Stored dataset items

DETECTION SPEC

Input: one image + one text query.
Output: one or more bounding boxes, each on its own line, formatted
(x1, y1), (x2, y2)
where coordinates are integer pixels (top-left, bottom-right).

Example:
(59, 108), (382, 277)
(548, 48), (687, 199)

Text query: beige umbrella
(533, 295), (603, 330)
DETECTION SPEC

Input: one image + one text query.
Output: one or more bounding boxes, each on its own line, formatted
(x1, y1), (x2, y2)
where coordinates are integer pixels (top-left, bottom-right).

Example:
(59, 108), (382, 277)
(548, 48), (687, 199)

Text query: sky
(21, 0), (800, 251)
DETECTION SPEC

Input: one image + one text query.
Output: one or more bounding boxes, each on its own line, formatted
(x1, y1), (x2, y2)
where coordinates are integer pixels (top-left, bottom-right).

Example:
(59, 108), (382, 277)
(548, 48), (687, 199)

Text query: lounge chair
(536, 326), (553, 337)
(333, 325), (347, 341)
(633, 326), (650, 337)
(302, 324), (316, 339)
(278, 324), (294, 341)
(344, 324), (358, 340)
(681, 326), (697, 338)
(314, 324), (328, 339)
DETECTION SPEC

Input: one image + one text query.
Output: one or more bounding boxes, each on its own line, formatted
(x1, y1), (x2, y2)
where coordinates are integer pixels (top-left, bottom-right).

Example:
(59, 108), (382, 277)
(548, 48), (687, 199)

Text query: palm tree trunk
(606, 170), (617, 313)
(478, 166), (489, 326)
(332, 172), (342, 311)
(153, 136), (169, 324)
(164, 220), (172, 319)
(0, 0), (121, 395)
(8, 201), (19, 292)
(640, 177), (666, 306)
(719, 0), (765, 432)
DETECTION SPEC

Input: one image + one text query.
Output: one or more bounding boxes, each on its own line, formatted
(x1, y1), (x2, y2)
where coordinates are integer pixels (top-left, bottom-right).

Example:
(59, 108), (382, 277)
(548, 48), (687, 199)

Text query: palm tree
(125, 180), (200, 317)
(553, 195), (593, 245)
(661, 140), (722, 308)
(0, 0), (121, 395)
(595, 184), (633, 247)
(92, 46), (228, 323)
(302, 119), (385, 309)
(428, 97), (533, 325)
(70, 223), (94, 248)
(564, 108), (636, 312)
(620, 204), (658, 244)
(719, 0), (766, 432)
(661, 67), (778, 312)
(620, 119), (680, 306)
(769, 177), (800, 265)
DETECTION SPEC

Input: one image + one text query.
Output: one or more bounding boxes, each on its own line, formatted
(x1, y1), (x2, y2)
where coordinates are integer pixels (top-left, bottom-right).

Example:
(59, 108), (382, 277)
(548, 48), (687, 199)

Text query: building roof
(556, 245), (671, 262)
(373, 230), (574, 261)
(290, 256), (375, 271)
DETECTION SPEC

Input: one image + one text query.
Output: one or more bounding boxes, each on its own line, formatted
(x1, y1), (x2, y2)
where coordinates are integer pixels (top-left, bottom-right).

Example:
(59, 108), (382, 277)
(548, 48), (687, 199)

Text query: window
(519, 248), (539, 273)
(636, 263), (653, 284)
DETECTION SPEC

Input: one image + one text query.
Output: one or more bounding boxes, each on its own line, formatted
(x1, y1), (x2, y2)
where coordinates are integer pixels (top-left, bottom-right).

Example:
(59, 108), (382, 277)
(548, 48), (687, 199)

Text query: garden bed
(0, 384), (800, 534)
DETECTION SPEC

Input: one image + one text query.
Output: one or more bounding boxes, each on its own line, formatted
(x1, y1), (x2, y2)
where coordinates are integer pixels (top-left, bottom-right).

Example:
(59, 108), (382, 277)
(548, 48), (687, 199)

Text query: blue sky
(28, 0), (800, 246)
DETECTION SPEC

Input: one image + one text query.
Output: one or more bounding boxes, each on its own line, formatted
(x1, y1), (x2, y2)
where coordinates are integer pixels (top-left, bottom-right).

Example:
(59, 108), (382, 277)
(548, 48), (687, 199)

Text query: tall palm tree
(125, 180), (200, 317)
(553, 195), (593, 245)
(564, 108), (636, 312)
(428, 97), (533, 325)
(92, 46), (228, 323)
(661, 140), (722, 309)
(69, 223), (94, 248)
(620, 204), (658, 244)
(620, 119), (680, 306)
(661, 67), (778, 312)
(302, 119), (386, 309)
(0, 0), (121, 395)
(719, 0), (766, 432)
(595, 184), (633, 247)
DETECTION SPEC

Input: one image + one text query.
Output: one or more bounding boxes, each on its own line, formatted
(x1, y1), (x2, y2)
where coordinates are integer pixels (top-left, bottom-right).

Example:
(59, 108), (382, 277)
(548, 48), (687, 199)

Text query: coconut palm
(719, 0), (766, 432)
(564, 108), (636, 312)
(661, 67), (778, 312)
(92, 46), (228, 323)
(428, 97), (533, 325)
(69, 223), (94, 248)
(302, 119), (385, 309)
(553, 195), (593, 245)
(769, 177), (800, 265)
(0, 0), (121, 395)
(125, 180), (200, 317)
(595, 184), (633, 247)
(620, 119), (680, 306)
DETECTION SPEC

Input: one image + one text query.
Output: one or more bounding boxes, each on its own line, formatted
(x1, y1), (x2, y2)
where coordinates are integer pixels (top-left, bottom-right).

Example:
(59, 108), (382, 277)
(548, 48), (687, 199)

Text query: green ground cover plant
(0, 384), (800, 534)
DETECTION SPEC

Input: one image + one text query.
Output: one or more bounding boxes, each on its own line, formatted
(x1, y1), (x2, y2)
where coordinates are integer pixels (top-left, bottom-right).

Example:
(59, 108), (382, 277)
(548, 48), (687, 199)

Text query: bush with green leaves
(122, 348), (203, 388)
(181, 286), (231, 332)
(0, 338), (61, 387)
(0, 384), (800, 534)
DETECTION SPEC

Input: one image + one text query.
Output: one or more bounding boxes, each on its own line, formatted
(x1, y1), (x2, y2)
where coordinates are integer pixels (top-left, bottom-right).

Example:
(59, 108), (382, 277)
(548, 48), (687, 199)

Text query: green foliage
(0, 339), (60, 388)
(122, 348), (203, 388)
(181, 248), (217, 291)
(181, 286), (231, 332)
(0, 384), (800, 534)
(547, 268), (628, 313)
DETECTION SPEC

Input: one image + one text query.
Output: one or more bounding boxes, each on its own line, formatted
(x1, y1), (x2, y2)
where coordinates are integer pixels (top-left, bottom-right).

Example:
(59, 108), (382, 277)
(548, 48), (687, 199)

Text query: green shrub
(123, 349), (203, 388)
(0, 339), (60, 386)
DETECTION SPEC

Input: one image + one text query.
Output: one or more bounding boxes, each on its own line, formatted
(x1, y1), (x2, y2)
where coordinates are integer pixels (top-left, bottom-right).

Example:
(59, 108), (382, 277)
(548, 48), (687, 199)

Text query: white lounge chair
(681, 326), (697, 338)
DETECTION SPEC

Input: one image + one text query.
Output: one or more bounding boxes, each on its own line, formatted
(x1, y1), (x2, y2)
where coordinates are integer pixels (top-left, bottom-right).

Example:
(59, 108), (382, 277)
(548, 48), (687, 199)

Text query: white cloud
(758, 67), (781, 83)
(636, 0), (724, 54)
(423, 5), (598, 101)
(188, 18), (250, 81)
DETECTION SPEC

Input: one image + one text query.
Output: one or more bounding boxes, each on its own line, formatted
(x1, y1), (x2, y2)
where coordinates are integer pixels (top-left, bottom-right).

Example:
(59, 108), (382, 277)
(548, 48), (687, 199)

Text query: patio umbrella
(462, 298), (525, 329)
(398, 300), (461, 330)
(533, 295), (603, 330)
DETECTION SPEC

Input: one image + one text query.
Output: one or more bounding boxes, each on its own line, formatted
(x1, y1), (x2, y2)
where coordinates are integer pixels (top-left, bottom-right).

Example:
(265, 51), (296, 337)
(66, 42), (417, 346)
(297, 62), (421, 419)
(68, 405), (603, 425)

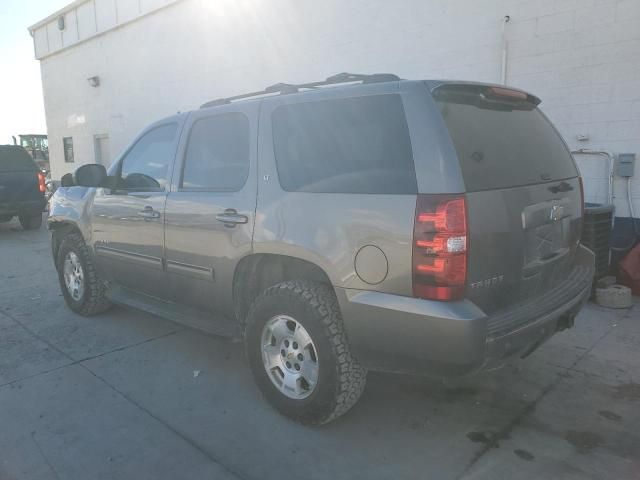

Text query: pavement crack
(74, 328), (186, 363)
(31, 432), (60, 480)
(80, 364), (248, 480)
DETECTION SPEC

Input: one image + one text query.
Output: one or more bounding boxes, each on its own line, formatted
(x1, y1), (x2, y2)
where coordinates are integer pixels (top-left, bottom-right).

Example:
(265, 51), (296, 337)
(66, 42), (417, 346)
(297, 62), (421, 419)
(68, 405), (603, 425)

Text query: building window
(62, 137), (73, 163)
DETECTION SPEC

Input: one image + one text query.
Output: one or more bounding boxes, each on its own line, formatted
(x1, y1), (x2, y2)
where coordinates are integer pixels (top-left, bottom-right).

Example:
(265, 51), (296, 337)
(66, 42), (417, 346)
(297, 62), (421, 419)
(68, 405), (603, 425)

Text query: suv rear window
(434, 85), (578, 192)
(0, 145), (38, 172)
(272, 95), (417, 194)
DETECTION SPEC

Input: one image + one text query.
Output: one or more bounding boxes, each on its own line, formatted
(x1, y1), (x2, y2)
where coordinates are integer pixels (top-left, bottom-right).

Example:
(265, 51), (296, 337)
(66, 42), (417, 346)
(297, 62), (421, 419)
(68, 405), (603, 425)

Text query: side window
(120, 123), (178, 192)
(62, 137), (73, 163)
(180, 113), (249, 192)
(272, 94), (418, 194)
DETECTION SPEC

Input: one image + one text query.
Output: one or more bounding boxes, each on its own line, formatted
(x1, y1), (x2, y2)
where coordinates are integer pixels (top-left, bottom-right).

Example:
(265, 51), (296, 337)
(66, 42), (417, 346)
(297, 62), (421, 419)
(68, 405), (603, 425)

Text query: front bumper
(336, 246), (594, 377)
(0, 195), (47, 216)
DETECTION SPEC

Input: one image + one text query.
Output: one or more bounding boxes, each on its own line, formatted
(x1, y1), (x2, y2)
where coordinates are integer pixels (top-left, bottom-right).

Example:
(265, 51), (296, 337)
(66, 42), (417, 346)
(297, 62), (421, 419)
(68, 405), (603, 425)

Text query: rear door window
(0, 146), (38, 172)
(434, 86), (578, 192)
(180, 113), (249, 192)
(272, 94), (417, 194)
(120, 123), (178, 192)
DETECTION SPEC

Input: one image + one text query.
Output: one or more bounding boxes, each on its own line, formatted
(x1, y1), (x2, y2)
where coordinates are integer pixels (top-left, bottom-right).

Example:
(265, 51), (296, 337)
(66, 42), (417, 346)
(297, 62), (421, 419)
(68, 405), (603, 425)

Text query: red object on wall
(618, 244), (640, 295)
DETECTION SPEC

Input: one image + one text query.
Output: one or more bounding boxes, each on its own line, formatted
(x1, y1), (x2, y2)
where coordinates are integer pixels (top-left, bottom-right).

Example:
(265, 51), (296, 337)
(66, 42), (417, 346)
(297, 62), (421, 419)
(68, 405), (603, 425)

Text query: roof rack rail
(200, 72), (401, 108)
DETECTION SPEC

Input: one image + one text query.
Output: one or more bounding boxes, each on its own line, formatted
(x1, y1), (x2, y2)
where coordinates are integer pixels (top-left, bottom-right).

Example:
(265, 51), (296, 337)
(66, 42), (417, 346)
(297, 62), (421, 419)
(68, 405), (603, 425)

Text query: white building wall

▸ **Task to carry out**: Gather every line from the rows above that contains the word "wall", matching case exactly.

▸ **Written answer**:
Text query: red object on wall
Text query: white building wall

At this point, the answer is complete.